Press release
Banjul, April 15.- The government of Cuba and Gambia renewed today in this capital the Cooperation Agreement in the field of health that both brother countries have maintained for almost three decades.
The agreement, signed by the Gambian Minister of Health, Dr. Ahmadou Lamin Samateh, and the Cuban ambassador, Rubén G. Abelenda, guarantees that doctors and healthcare personnel from the largest of the Antilles provide health care to this West African nation.
Samateh and Abelenda, together with the head of the Medical Brigade here, Dr. Juan Oquendo Montes, showed satisfaction with the updating of the Agreement and agreed that their signature demonstrates the positive relations between their respective governments and peoples, united by their history, roots, culture, and a friendship based on respect and mutual solidarity.
Cooperation between the two countries dates back to June 1996, when a total of 38 collaborators arrived in Gambia in the form of Technical Assistance.

▸ **Dataset extract**
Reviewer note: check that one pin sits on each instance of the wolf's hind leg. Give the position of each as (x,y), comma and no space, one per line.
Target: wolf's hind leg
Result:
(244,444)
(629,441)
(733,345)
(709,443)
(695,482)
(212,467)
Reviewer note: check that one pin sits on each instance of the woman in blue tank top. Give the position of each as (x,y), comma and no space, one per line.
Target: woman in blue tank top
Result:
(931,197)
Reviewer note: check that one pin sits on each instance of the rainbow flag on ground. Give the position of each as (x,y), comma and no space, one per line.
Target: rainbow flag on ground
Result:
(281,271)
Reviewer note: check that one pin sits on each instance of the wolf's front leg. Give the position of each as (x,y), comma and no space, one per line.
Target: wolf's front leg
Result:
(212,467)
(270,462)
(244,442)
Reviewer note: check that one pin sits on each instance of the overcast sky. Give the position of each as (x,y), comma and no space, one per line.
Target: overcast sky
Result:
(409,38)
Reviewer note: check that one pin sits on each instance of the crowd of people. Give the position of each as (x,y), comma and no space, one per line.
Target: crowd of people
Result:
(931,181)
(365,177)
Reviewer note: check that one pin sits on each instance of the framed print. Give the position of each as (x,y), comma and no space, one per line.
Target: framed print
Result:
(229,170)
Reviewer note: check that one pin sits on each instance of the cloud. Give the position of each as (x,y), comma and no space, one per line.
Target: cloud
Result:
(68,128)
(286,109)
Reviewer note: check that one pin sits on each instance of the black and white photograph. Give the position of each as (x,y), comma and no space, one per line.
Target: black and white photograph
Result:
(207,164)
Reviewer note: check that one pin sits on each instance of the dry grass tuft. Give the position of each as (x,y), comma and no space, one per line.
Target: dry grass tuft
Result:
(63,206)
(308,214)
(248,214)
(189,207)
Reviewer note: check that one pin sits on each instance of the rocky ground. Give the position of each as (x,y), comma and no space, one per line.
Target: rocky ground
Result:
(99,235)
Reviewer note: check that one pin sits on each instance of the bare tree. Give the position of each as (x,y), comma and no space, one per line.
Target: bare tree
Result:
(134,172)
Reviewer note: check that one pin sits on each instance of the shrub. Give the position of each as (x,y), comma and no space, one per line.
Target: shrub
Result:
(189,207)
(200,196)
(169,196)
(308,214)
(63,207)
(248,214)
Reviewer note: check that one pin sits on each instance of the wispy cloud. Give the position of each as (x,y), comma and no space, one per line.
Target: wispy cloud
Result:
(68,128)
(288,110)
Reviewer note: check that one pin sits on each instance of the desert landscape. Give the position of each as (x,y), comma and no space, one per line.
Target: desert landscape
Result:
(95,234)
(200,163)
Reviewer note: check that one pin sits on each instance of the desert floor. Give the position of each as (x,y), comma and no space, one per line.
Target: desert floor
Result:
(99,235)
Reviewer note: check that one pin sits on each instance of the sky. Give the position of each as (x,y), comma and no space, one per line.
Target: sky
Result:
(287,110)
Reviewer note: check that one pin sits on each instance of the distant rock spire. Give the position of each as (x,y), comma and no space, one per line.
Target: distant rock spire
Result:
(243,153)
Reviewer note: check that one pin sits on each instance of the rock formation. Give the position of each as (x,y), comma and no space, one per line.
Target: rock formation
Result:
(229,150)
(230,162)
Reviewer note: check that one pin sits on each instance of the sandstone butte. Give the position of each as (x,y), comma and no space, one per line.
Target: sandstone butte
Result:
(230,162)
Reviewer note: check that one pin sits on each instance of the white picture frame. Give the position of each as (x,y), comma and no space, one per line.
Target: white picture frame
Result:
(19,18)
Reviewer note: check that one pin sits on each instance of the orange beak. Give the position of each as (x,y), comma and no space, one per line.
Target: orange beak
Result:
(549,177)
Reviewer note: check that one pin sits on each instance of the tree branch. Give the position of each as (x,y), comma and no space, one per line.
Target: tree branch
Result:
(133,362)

▸ **Exercise directions**
Repeat word for word the part of the press release above from "The agreement, signed" to "West African nation.".

▸ **Solution**
The agreement, signed by the Gambian Minister of Health, Dr. Ahmadou Lamin Samateh, and the Cuban ambassador, Rubén G. Abelenda, guarantees that doctors and healthcare personnel from the largest of the Antilles provide health care to this West African nation.